■ Given passage

= = = = =

Born in Detroit, Joseph Alessi grew up in San Rafael, Calif., and attended the Curtis Institute in Philadelphia, where he earned a diploma in trombone. He has also taught at Temple University, Grand Teton Music Festival, Manhattan School of Music, and Mannes College of Music. He has been principal trombonist of the New York Philharmonic since 1985, and a Juilliard faculty member since 1986.

Joseph Alessi with his wife, Kathie Rife, in front of their home in Nyack, N.Y.


When did you first know you wanted to be a musician?

I was always interested in music because of my parents. My father was a trumpet player at the Metropolitan Opera, where he met my mother, Maria, who was a lyric soprano. I entered a competition sponsored by Pepsi-Cola when I was 14 and was the winner in the brass division, and that spurred my enthusiasm and confidence. Incidentally, the piano winner that same year was Jeffrey Kahane. I also remember playing “Billy Boy” for my third-grade class. This was my first public performance. People applauded, and I liked that.

Who was the teacher or mentor who most inspired you?
My father. He taught me that if you want to get anywhere in the music business, you must do your talking through your instrument and not through your mouth. Also, he taught me how important fundamentals are, and how to be disciplined about your practicing.

What was the first recording that you remember hearing or buying?
I was not sure about whether the trombone was “it” for me, to be honest. I had a great interest in the trumpet. However, when I bought my first J.J. Johnson recordings, I knew the trombone could be an expressive instrument. The Chicago Symphony Low Brass educational recording was also inspiring; I learned the role of the low brass in a symphony orchestra from this legendary group.

What’s the most embarrassing moment you’ve had as a performer?
There was one concert where Leonard Bernstein was conducting Mahler’s Second Symphony and I got stuck in huge traffic in New Jersey. I dumped the car on a side street and thought I could run across the George Washington Bridge. It turned out to be a mile or so across, and then when I got onto the subway, the A train pulled out of the station and then stopped for 10 minutes. I was frantic. When I finally made it to Avery Fisher Hall, I thought I would hear the Mahler over the P.A. system, but I heard nothing. Bernstein and the orchestra were waiting for me onstage and I had to walk in and take my seat in front of the whole audience.

= = = = =

■ Written problem a
Output the part of the interview with Joseph Alessi starting at "When did you" and ending at "I liked that.", word for word.

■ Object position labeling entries

= = = = =

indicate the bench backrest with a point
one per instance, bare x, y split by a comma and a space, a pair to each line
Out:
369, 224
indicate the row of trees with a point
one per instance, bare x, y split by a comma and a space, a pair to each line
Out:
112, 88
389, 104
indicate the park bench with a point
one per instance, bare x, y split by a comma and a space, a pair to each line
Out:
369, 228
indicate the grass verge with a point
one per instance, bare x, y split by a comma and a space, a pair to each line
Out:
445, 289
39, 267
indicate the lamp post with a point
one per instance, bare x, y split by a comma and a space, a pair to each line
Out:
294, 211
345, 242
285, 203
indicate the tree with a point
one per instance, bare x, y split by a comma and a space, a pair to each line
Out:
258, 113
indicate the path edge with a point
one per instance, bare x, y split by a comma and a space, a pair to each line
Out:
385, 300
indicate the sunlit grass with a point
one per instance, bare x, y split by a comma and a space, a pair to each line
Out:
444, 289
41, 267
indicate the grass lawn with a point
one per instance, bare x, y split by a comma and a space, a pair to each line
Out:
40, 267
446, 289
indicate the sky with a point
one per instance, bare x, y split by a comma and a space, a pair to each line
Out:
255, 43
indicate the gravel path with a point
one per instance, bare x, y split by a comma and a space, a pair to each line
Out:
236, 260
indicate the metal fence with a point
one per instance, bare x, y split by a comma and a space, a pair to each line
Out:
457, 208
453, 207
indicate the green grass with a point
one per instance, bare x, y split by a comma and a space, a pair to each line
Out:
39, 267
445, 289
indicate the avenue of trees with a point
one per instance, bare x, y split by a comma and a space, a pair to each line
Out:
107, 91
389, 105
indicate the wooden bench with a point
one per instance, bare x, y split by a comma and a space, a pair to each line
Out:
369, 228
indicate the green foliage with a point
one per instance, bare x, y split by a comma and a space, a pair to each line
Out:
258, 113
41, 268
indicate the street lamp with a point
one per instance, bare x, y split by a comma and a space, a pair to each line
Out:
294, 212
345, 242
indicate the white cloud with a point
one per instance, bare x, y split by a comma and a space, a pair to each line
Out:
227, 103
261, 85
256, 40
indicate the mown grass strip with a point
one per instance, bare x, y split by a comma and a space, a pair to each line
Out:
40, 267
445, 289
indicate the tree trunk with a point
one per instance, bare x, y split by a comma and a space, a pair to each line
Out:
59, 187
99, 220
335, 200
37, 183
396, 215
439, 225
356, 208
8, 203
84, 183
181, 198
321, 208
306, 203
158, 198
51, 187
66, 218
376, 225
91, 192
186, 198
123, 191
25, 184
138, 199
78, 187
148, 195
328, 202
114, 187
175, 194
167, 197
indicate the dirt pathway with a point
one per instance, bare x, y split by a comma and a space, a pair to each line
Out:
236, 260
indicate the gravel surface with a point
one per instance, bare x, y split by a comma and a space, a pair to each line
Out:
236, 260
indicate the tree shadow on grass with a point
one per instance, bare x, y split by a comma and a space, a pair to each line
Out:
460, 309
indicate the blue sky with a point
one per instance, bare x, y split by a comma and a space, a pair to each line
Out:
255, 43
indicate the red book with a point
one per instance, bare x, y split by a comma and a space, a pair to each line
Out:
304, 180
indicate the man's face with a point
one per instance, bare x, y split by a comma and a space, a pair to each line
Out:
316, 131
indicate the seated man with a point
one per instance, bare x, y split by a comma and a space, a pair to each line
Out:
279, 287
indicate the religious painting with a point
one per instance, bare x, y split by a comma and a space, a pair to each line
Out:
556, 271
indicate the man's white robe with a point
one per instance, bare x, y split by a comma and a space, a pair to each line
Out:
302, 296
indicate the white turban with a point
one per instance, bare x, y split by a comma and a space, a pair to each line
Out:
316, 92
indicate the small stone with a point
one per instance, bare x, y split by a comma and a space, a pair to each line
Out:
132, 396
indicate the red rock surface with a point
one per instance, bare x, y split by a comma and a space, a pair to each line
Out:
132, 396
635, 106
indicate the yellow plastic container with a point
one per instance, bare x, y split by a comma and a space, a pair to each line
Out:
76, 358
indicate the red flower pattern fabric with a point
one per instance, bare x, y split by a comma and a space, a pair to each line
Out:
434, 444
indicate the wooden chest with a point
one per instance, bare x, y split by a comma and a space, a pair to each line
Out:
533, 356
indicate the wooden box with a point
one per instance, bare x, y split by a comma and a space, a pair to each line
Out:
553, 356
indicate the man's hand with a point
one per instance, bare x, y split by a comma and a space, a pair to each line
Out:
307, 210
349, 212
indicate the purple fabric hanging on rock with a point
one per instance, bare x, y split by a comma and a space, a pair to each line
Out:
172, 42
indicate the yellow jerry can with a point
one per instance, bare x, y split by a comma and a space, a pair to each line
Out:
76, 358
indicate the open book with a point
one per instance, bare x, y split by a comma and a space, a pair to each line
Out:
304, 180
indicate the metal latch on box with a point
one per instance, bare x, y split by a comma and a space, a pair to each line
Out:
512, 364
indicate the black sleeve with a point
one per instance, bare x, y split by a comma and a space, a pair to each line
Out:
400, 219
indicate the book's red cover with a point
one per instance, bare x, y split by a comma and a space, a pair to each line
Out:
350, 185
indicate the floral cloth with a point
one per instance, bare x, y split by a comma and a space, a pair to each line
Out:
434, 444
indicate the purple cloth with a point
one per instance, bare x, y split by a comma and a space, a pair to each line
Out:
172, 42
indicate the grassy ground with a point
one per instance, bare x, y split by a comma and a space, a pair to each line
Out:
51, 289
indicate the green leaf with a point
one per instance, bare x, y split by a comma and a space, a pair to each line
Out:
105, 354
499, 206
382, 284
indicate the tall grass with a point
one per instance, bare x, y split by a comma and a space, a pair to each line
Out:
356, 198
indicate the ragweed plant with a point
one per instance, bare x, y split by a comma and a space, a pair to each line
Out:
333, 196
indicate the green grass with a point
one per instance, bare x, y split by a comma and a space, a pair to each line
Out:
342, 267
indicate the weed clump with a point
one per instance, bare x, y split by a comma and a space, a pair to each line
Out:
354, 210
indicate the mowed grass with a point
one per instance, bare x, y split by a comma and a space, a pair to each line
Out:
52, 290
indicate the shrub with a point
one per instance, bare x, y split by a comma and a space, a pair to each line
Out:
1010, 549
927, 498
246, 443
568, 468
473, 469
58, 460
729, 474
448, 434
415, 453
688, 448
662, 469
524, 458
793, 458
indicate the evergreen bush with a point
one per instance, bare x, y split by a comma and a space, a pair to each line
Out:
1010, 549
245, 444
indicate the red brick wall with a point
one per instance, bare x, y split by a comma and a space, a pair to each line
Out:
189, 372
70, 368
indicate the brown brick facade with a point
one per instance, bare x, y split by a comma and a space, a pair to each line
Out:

= = = = =

■ Written problem b
Give the lines of the entries as a numbered list, starting at the line containing "indicate the brown brick facade with a point" and ending at the last line of the entries. Leave out blank lines.

■ Correct output a
When did you first know you wanted to be a musician?

I was always interested in music because of my parents. My father was a trumpet player at the Metropolitan Opera, where he met my mother, Maria, who was a lyric soprano. I entered a competition sponsored by Pepsi-Cola when I was 14 and was the winner in the brass division, and that spurred my enthusiasm and confidence. Incidentally, the piano winner that same year was Jeffrey Kahane. I also remember playing “Billy Boy” for my third-grade class. This was my first public performance. People applauded, and I liked that.

■ Correct output b
1. indicate the brown brick facade with a point
2. one per instance, bare x, y split by a comma and a space, a pair to each line
3. Out:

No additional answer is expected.